## EXERCISE PROMPT
Every record below must be set down again exactly as given.

## GIVEN DATA
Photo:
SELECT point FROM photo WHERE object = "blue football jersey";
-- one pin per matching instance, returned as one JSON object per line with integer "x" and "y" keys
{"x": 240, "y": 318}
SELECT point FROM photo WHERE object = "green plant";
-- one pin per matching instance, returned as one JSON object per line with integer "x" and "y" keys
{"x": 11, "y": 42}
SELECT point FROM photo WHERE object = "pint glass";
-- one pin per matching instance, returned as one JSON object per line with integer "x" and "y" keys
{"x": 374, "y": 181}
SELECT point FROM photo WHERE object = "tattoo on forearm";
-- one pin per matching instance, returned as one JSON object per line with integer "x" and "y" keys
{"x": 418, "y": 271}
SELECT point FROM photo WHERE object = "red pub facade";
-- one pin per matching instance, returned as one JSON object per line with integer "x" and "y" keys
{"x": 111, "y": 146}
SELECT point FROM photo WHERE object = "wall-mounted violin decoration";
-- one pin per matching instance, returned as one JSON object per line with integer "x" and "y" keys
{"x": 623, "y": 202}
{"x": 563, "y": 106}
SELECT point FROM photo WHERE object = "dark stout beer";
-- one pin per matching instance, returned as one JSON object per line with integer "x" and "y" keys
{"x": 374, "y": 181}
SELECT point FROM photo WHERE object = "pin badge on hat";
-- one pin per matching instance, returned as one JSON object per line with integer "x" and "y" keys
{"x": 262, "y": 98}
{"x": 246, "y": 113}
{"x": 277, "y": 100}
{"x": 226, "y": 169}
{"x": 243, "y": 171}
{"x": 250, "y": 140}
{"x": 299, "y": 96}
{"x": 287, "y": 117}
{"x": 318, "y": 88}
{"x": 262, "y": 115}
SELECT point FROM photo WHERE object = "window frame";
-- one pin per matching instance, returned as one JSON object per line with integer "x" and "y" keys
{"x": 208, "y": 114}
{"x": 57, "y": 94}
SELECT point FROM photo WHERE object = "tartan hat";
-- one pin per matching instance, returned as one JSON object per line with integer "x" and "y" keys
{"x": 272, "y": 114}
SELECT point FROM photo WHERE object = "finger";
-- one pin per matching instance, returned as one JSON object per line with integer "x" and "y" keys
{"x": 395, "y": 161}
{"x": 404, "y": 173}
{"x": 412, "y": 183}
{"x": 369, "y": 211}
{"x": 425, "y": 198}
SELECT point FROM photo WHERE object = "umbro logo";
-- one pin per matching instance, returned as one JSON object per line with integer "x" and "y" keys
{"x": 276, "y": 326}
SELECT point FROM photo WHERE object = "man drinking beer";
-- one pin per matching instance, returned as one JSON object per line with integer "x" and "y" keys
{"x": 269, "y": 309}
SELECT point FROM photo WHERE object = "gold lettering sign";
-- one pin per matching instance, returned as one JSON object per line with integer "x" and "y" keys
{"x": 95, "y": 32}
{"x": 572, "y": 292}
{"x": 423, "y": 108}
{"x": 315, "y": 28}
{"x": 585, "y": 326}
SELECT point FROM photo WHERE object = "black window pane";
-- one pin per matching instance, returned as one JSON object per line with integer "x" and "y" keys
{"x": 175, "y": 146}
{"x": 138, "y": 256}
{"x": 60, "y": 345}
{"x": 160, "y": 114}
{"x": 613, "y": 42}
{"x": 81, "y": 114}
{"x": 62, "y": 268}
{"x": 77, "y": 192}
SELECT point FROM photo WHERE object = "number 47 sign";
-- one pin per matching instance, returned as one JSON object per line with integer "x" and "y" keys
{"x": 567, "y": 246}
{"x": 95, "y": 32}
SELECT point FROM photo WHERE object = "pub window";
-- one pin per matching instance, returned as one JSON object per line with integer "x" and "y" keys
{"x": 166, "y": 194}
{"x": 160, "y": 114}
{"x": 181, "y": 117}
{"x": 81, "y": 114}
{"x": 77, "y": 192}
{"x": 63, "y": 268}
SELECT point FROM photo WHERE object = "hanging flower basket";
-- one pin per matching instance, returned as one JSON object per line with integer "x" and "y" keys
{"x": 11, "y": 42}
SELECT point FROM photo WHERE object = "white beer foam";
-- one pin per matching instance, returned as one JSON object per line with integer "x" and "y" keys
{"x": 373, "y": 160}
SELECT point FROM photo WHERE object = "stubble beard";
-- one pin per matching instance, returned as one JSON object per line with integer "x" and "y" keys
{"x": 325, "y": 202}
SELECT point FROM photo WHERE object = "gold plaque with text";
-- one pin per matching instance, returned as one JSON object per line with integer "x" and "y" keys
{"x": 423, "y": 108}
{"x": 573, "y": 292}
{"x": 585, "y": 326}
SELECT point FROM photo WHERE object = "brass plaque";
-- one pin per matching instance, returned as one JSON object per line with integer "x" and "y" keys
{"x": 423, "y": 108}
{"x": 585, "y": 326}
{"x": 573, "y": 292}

## ANSWER TO THIS TASK
Photo:
SELECT point FROM photo WHERE object = "blue football jersey";
-- one pin per matching instance, returned as one JSON object per line with integer "x" and "y" keys
{"x": 240, "y": 318}
SELECT point FROM photo WHERE object = "green plant";
-- one pin per matching instance, returned as one JSON object per line with integer "x" and "y" keys
{"x": 11, "y": 42}
SELECT point FROM photo WHERE object = "pint glass";
-- one pin per matching instance, returned as one JSON object per line with integer "x" and "y" keys
{"x": 374, "y": 181}
SELECT point FROM photo WHERE object = "tattoo on forearm";
-- one pin per matching instance, returned as one JSON object per line with integer "x" and "y" keys
{"x": 418, "y": 271}
SELECT point FROM photo WHERE object = "red pub facade";
-- one pin per matching instance, returned as one JSON object per line with integer "x" and "y" keys
{"x": 111, "y": 146}
SELECT point FROM photo WHERE object = "wall-mounted violin decoration";
-- one pin per matching instance, returned as one JSON object per line with integer "x" and "y" keys
{"x": 623, "y": 202}
{"x": 563, "y": 106}
SELECT point FROM photo WHERE object = "dark stout beer";
-- one pin per matching instance, returned as one JSON object per line with integer "x" and "y" keys
{"x": 374, "y": 181}
SELECT point FROM photo WHERE object = "pin badge on hat";
-- one pin per matching instance, returned as one JSON object per line with integer "x" and "y" keys
{"x": 262, "y": 98}
{"x": 246, "y": 113}
{"x": 277, "y": 100}
{"x": 226, "y": 169}
{"x": 243, "y": 171}
{"x": 250, "y": 140}
{"x": 299, "y": 96}
{"x": 287, "y": 117}
{"x": 318, "y": 88}
{"x": 262, "y": 115}
SELECT point FROM photo WHERE object = "window frame";
-- one pin per matching instance, returned as one JSON object per line with integer "x" and "y" keys
{"x": 208, "y": 114}
{"x": 57, "y": 94}
SELECT point FROM photo WHERE object = "tartan hat";
-- one pin per matching instance, returned as one JSON object per line with integer "x" and "y" keys
{"x": 272, "y": 114}
SELECT point FROM photo WHERE object = "finger";
-- one pin per matching instance, returned as one JSON object per line with integer "x" and "y" keys
{"x": 395, "y": 161}
{"x": 404, "y": 173}
{"x": 412, "y": 183}
{"x": 369, "y": 211}
{"x": 425, "y": 198}
SELECT point FROM photo WHERE object = "umbro logo";
-- one pin per matching instance, returned as one JSON object per line with integer "x" and "y" keys
{"x": 276, "y": 326}
SELECT point FROM photo WHERE object = "man drinking beer";
-- one pin per matching instance, returned as one JSON object per line with integer "x" and "y" keys
{"x": 269, "y": 309}
SELECT point FROM photo WHERE object = "gold lettering sign";
-- one pin per matching instance, returned as one JSON object per line with integer "x" and "y" keys
{"x": 95, "y": 32}
{"x": 572, "y": 292}
{"x": 423, "y": 108}
{"x": 315, "y": 28}
{"x": 585, "y": 326}
SELECT point FROM photo WHERE object = "black window pane";
-- one pin per matching instance, returned as one JSON object per line with integer "x" and "y" keys
{"x": 175, "y": 146}
{"x": 138, "y": 256}
{"x": 60, "y": 345}
{"x": 160, "y": 114}
{"x": 613, "y": 42}
{"x": 81, "y": 114}
{"x": 62, "y": 268}
{"x": 77, "y": 192}
SELECT point FROM photo WHERE object = "number 47 sign";
-- one pin per matching instance, returned as one JSON object per line with integer "x" and "y" keys
{"x": 567, "y": 246}
{"x": 95, "y": 32}
SELECT point FROM photo WHERE object = "pub window";
-- one pin per matching instance, returned as one JSON object per line with integer "x" and "y" keys
{"x": 166, "y": 194}
{"x": 160, "y": 114}
{"x": 181, "y": 117}
{"x": 81, "y": 114}
{"x": 77, "y": 192}
{"x": 63, "y": 268}
SELECT point FROM photo WHERE object = "hanging flower basket";
-- one pin per matching instance, returned as one JSON object per line with integer "x" and "y" keys
{"x": 11, "y": 42}
SELECT point FROM photo WHERE object = "white beer foam";
-- one pin per matching instance, returned as one JSON object per line with integer "x" and "y" keys
{"x": 373, "y": 160}
SELECT point FROM photo WHERE object = "stubble beard";
-- one pin per matching instance, returned as one JSON object per line with integer "x" and "y" keys
{"x": 325, "y": 202}
SELECT point FROM photo WHERE object = "gold plaque with text";
-- one pin per matching instance, returned as one JSON object per line with integer "x" and "y" keys
{"x": 423, "y": 108}
{"x": 573, "y": 292}
{"x": 585, "y": 326}
SELECT point FROM photo WHERE object = "brass plaque";
-- one pin per matching instance, returned as one JSON object per line with integer "x" and "y" keys
{"x": 423, "y": 108}
{"x": 585, "y": 326}
{"x": 573, "y": 292}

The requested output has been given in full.